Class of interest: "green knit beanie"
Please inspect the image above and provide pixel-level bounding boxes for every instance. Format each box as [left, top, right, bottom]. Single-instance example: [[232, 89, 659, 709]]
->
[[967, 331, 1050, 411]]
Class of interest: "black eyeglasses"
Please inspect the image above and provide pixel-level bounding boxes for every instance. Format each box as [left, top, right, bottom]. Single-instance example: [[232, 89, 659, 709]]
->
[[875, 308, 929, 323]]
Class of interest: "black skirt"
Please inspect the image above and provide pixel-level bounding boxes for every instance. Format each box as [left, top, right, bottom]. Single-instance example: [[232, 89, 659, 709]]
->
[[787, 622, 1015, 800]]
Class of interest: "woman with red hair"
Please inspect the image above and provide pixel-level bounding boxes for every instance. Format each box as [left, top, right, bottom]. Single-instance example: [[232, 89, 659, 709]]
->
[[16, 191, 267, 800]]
◆ ◆ ◆ ◆ ◆
*Goal*. Rewrite every line of the records above, including the lines that ask for boxes, and scale each coordinate in the answer boxes by 2.1, rounding to whole numbers with halves going up. Keep the sample box in each instruction as it is.

*Reply*.
Class of interest: "green knit beanie"
Please inspect the image above and provide pixel-level bounding boxes for every instance. Format each box as [left, top, right, bottom]. Single-instance example: [[232, 89, 659, 709]]
->
[[2031, 695, 2205, 863]]
Class of interest: "black eyeglasses"
Please inspect the image above and provide pixel-level bounding boxes for every instance. Format each box as [left, top, right, bottom]. Single-instance example: [[232, 89, 659, 709]]
->
[[1838, 647, 1951, 678]]
Class of interest: "black skirt"
Please inspect the image above and provide pixel-level bounding boxes for every instance. Format each box as [left, top, right, bottom]. Single-instance example: [[232, 89, 659, 709]]
->
[[1653, 1306, 2132, 1680]]
Class of interest: "woman with red hair"
Please inspect the image above and provide pixel-level bounding boxes for every instance. Format each box as [left, top, right, bottom]. Single-instance example: [[232, 89, 659, 709]]
->
[[34, 401, 561, 1680]]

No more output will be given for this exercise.